MATERIAL |
[start]

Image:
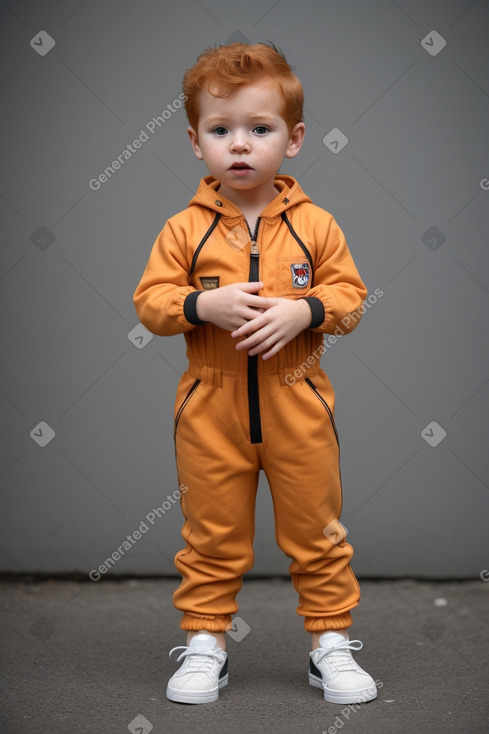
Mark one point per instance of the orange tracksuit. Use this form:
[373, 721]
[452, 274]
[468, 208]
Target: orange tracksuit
[235, 414]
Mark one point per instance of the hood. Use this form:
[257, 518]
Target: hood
[289, 193]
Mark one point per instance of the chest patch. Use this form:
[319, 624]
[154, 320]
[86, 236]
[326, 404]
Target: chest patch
[210, 283]
[300, 274]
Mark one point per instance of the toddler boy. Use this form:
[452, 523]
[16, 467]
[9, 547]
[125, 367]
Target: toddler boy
[254, 274]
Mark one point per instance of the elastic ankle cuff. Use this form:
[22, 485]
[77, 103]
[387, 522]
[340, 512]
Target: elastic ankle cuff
[320, 624]
[194, 622]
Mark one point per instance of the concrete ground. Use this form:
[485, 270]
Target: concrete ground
[93, 657]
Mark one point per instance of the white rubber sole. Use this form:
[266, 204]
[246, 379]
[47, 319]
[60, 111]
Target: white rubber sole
[360, 696]
[179, 696]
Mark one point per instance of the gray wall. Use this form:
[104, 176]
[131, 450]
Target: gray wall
[410, 190]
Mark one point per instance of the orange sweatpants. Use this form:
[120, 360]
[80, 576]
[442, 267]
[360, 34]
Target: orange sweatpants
[219, 466]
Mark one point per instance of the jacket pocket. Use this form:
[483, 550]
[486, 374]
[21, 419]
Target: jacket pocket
[293, 276]
[326, 406]
[184, 403]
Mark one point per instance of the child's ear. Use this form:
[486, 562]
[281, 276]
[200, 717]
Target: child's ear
[296, 140]
[194, 143]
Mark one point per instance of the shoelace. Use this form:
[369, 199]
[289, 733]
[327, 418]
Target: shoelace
[196, 659]
[341, 654]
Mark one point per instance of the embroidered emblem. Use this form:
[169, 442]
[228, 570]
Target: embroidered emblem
[300, 274]
[210, 283]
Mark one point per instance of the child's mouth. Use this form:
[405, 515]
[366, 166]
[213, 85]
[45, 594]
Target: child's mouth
[240, 168]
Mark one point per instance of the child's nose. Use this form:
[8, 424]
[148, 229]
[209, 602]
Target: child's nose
[239, 143]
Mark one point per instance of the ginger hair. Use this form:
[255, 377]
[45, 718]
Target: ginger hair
[223, 68]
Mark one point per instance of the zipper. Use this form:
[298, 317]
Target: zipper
[323, 401]
[253, 395]
[184, 403]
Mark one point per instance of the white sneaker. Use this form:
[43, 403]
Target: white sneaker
[203, 672]
[332, 668]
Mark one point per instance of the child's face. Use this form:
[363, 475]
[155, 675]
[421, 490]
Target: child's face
[245, 127]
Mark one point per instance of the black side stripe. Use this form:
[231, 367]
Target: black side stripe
[203, 241]
[328, 409]
[300, 242]
[184, 403]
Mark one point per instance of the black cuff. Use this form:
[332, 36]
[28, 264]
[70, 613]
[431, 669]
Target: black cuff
[317, 309]
[190, 309]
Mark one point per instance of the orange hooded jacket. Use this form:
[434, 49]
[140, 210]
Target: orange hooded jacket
[299, 252]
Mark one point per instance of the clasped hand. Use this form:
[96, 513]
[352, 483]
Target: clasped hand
[264, 325]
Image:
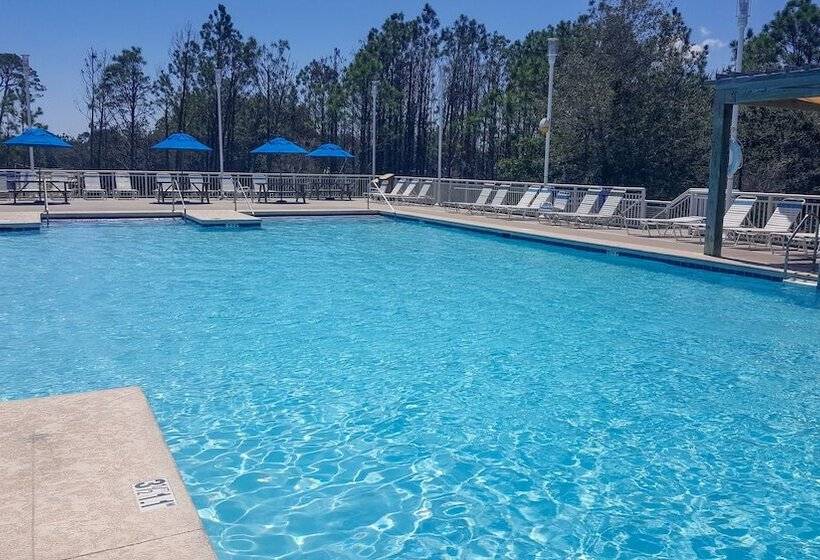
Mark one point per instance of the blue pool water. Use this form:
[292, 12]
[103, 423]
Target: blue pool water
[375, 388]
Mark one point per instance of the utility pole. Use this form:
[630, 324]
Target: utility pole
[742, 22]
[552, 55]
[440, 124]
[218, 76]
[374, 91]
[28, 120]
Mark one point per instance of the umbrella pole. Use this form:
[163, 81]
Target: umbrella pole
[45, 192]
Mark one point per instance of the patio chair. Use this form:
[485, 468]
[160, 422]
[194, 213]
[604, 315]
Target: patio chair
[607, 213]
[422, 196]
[541, 199]
[227, 187]
[397, 188]
[25, 183]
[674, 225]
[779, 223]
[165, 186]
[524, 202]
[734, 217]
[560, 203]
[481, 200]
[58, 182]
[92, 187]
[585, 207]
[406, 193]
[196, 186]
[495, 204]
[259, 185]
[122, 186]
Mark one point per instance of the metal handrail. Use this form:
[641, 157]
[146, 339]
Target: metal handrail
[238, 185]
[374, 186]
[806, 218]
[181, 198]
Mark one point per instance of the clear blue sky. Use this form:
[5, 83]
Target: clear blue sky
[57, 33]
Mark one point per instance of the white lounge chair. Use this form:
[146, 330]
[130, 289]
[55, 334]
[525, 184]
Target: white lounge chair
[421, 196]
[259, 184]
[92, 187]
[780, 222]
[734, 217]
[543, 199]
[675, 225]
[560, 203]
[585, 207]
[406, 193]
[607, 213]
[227, 187]
[495, 204]
[397, 188]
[122, 186]
[166, 185]
[481, 200]
[524, 202]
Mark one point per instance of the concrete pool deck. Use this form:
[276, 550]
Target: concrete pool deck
[757, 261]
[68, 469]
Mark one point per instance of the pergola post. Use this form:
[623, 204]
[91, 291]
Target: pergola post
[718, 173]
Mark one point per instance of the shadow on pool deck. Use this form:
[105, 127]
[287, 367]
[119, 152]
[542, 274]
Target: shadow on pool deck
[68, 466]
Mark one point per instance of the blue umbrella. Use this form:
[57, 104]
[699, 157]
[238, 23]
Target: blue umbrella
[279, 145]
[330, 150]
[36, 137]
[181, 142]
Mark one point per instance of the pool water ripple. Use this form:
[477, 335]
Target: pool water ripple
[370, 388]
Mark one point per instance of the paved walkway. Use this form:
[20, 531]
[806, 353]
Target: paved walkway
[68, 469]
[612, 237]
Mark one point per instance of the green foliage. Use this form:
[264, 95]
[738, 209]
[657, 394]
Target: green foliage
[632, 100]
[782, 147]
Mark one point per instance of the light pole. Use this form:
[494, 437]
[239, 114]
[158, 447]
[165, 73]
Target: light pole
[440, 124]
[24, 58]
[552, 55]
[742, 22]
[218, 77]
[374, 92]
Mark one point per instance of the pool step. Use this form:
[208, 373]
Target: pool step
[20, 220]
[89, 476]
[210, 217]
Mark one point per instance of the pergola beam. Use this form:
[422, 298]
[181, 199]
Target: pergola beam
[718, 175]
[799, 89]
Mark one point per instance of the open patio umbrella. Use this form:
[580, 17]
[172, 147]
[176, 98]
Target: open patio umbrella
[279, 146]
[36, 137]
[331, 151]
[181, 142]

[end]

INSTRUCTIONS TO FOLLOW |
Please copy out all of the records above again, word for word and line for line, without the pictures.

TASK RESULT |
Image:
Mark one point per instance of the orange tracksuit. Use this form:
[373, 721]
[452, 274]
[468, 208]
Target: orange tracksuit
[235, 414]
Mark one point per instance of the hood. Use this form:
[257, 518]
Target: hood
[289, 193]
Mark one point per instance of the chest patch. Use this form:
[319, 624]
[154, 320]
[86, 236]
[326, 404]
Target: chest patch
[210, 283]
[300, 274]
Mark one point per instance of the toddler boy. Use this form:
[452, 523]
[16, 467]
[9, 547]
[125, 367]
Target: toddler boy
[254, 274]
Mark one point per instance of the elastic ankle cuff. Use this form:
[22, 485]
[77, 103]
[387, 522]
[340, 512]
Target: elastic ankle cuff
[320, 624]
[194, 622]
Mark one point per instance of the concrete ground. Use this form:
[485, 270]
Target: concrete ground
[93, 657]
Mark one point per instance of the white rubber sole. Use this form:
[266, 204]
[246, 379]
[47, 319]
[60, 111]
Target: white rubber sole
[360, 696]
[179, 696]
Mark one point per instance of the gray wall. Use this form:
[104, 176]
[131, 450]
Target: gray wall
[410, 190]
Mark one point per instance of the orange sweatpants. Use this form:
[120, 360]
[80, 576]
[442, 267]
[360, 34]
Target: orange sweatpants
[219, 466]
Mark one point per instance of the jacket pocket. Use this form:
[483, 550]
[486, 374]
[21, 419]
Target: jacket pocket
[293, 276]
[326, 406]
[184, 403]
Mark one point per instance of the child's ear. Use this form:
[486, 562]
[281, 276]
[200, 717]
Target: child's ear
[296, 140]
[194, 143]
Mark one point per instance of the shoelace. Use this form:
[369, 199]
[289, 733]
[327, 418]
Target: shoelace
[196, 659]
[341, 654]
Mark one point per instance of the embroidered emblem. Use this form:
[169, 442]
[228, 570]
Target: embroidered emblem
[300, 274]
[210, 283]
Mark one point per instance of the child's mouth. Use this form:
[405, 515]
[366, 166]
[213, 85]
[45, 594]
Target: child's mouth
[240, 168]
Mark one point per instance of the child's nose. Use this form:
[8, 424]
[148, 229]
[209, 602]
Target: child's nose
[239, 143]
Mark one point per instance of the ginger hair. Use this form:
[255, 377]
[45, 718]
Target: ginger hair
[223, 68]
Mark one point per instance of the zipper. Use this form:
[298, 317]
Target: zipper
[323, 401]
[253, 395]
[184, 403]
Mark one point per instance of the white sneaker. Use this form:
[43, 403]
Target: white sneaker
[203, 672]
[332, 668]
Mark one point per instance of the child's face. Use this form:
[363, 475]
[155, 675]
[421, 490]
Target: child's face
[245, 127]
Mark one point per instance of the black side stripe. Use this form:
[231, 367]
Target: black side stripe
[203, 241]
[328, 409]
[300, 242]
[184, 403]
Mark one point per instance of the black cuff. Use this form:
[332, 36]
[28, 264]
[70, 613]
[431, 669]
Target: black cuff
[317, 309]
[190, 309]
Mark one point per instance of the orange hooded jacket. Use this form:
[434, 49]
[140, 210]
Target: orange hooded jacket
[299, 252]
Mark one point per instance of the clasped hand. Use this form:
[96, 513]
[352, 483]
Target: clasped hand
[264, 325]
Image:
Mark one point per instance of the blue pool water. Use this form:
[292, 12]
[103, 423]
Target: blue pool water
[375, 388]
Mark one point per instance of the utility pole. Use this form:
[630, 324]
Target: utility pole
[742, 22]
[552, 55]
[440, 124]
[218, 76]
[374, 91]
[28, 120]
Mark one point per instance of the umbrella pole. Use this form:
[163, 81]
Target: umbrella pole
[45, 192]
Mark one point per instance of the patio chair. Use this form:
[485, 468]
[160, 422]
[194, 213]
[604, 315]
Target: patio chair
[607, 213]
[422, 196]
[541, 199]
[227, 187]
[397, 188]
[25, 183]
[674, 225]
[779, 223]
[165, 186]
[524, 202]
[734, 217]
[560, 203]
[481, 200]
[58, 182]
[92, 187]
[585, 207]
[406, 193]
[196, 186]
[495, 204]
[259, 185]
[122, 186]
Mark one point per instance of the metal handrail. Use this form:
[641, 157]
[146, 339]
Target: metal handrail
[238, 185]
[374, 186]
[806, 218]
[181, 198]
Mark one point per instance of the clear blue sky. Use this form:
[5, 83]
Target: clear blue sky
[57, 33]
Mark one point per instance of the white lounge chair. Use this form:
[146, 330]
[130, 289]
[55, 334]
[525, 184]
Target: white lounge chair
[421, 196]
[259, 184]
[92, 187]
[780, 222]
[734, 217]
[543, 199]
[675, 225]
[560, 203]
[585, 207]
[406, 193]
[607, 213]
[227, 187]
[495, 204]
[397, 188]
[122, 186]
[166, 185]
[481, 200]
[524, 202]
Mark one point per instance of the concrete pool deck. Use this form:
[276, 550]
Target: concrete pool deck
[757, 261]
[68, 469]
Mark one point per instance of the pergola post. Use this form:
[623, 204]
[91, 291]
Target: pergola post
[718, 173]
Mark one point per instance of the shadow on pool deck. Use this form:
[105, 127]
[287, 367]
[119, 152]
[542, 274]
Target: shadow on pool deck
[68, 466]
Mark one point per instance of the blue umbrella. Use this form:
[57, 104]
[699, 157]
[238, 23]
Target: blue umbrella
[279, 145]
[330, 150]
[36, 137]
[181, 142]
Mark one point per instance of the pool water ripple. Use this form:
[477, 335]
Target: pool water ripple
[370, 388]
Mark one point per instance of the paved walkway. Use this form:
[20, 531]
[806, 353]
Target: paved walkway
[68, 469]
[612, 237]
Mark one point per instance of the green foliage. Use this form:
[264, 95]
[738, 209]
[657, 394]
Target: green foliage
[632, 100]
[782, 147]
Mark one point per instance of the light pole. Use this form:
[494, 437]
[239, 114]
[158, 447]
[165, 73]
Target: light pole
[440, 124]
[24, 58]
[552, 55]
[742, 22]
[218, 77]
[374, 92]
Mark one point per instance of the pool step. Use this form:
[208, 373]
Target: pool step
[20, 220]
[89, 476]
[210, 217]
Mark one point per instance of the pergola beam. Use this form:
[422, 298]
[181, 199]
Target: pergola beam
[718, 175]
[799, 89]
Mark one point per instance of the open patio umbrella. Use this form:
[580, 17]
[172, 147]
[176, 98]
Target: open patio umbrella
[279, 146]
[36, 137]
[331, 151]
[181, 142]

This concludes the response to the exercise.